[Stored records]

- Opening Delimiter -

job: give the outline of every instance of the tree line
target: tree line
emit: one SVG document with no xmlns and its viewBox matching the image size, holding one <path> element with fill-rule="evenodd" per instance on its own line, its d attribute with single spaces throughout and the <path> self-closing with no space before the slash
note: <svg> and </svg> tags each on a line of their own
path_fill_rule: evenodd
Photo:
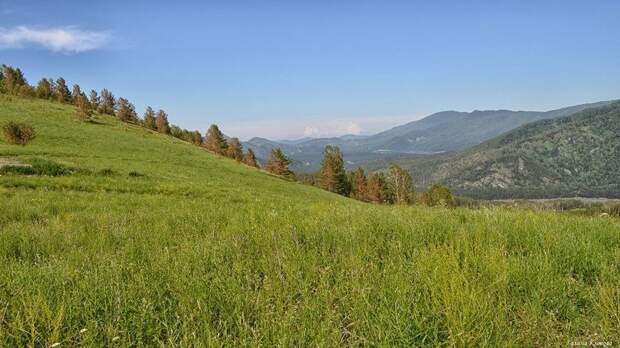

- Closing Delimiter -

Problem to work on. Write out each entry word for word, images excluded.

Exercise result.
job: give the outline of every instance of the tree line
target: tree line
emit: one SVG document with no xmlns and its viewBox matching the image size, holding one <path> element with fill-rule="evenodd" per instance on its own line, its d attribute with single spaces throughout and the <path> self-closing with no space before the slash
note: <svg> and </svg> tags each on a line of their own
path_fill_rule: evenodd
Photo:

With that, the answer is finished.